_Data provided_
==*==

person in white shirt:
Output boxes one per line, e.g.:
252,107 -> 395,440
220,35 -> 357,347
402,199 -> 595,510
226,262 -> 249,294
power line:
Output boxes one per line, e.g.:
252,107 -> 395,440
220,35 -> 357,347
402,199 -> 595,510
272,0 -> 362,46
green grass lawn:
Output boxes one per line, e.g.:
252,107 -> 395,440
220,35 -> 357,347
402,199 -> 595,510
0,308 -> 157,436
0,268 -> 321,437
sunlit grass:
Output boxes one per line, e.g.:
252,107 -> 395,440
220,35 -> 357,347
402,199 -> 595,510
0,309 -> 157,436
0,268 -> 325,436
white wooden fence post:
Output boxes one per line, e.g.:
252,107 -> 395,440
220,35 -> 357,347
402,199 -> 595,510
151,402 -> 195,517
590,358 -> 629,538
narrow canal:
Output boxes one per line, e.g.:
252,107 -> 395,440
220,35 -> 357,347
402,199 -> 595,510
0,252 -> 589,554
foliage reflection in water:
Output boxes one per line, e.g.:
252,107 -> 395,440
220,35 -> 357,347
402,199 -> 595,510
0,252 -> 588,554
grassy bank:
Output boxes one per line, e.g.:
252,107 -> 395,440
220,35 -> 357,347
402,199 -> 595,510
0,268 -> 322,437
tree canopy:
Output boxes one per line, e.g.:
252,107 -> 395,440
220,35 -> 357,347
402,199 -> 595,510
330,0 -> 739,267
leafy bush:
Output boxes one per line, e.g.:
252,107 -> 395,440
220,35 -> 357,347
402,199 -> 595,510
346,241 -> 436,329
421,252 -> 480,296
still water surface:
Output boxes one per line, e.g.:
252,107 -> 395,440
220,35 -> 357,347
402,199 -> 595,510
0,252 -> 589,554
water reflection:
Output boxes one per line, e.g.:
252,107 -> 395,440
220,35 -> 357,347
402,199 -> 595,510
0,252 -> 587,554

==*==

_Required task_
Reproduce every line of the entries above verbatim, keeping their original order.

_Output for this task_
person in white shirt:
Output boxes one per line, e.g.:
252,107 -> 395,440
220,35 -> 357,347
402,199 -> 595,510
226,262 -> 249,294
power line:
Output boxes one per line, e.g.:
252,107 -> 395,440
220,35 -> 357,347
402,199 -> 595,510
272,0 -> 362,46
green grass lawn:
Output boxes one per line, e.g.:
252,107 -> 395,440
220,35 -> 357,347
402,199 -> 595,510
0,308 -> 157,436
0,268 -> 321,437
sunlit grass:
Output boxes one per line, e.g.:
252,107 -> 395,440
220,35 -> 357,347
402,199 -> 595,510
0,309 -> 157,436
0,268 -> 325,436
white wooden fence post:
Output boxes one per line, e.g.:
252,107 -> 395,440
220,35 -> 357,347
402,199 -> 595,510
151,402 -> 195,517
590,358 -> 629,538
narrow canal:
Output boxes one per line, e.g.:
252,107 -> 395,440
220,35 -> 357,347
402,199 -> 595,510
0,252 -> 589,554
foliage reflection in water:
Output boxes one per line, e.g.:
252,107 -> 395,440
220,35 -> 357,347
402,199 -> 595,510
0,252 -> 588,554
grassy bank:
Output boxes one per line, e.g.:
252,107 -> 395,440
220,35 -> 357,347
402,199 -> 595,510
0,268 -> 322,437
tree canopy:
Output boxes one per line, e.g.:
252,107 -> 395,440
220,35 -> 357,347
402,199 -> 595,510
330,0 -> 739,267
leafy bush:
Output boxes one per line, e.g.:
252,107 -> 395,440
220,35 -> 357,347
402,199 -> 595,510
346,241 -> 436,329
421,252 -> 480,296
still water surface:
Output boxes one per line, e.g.:
252,107 -> 395,440
220,35 -> 357,347
402,199 -> 595,510
0,252 -> 589,554
water reflection:
Output boxes one per line, e.g.:
252,107 -> 395,440
220,35 -> 357,347
402,199 -> 595,510
0,252 -> 587,554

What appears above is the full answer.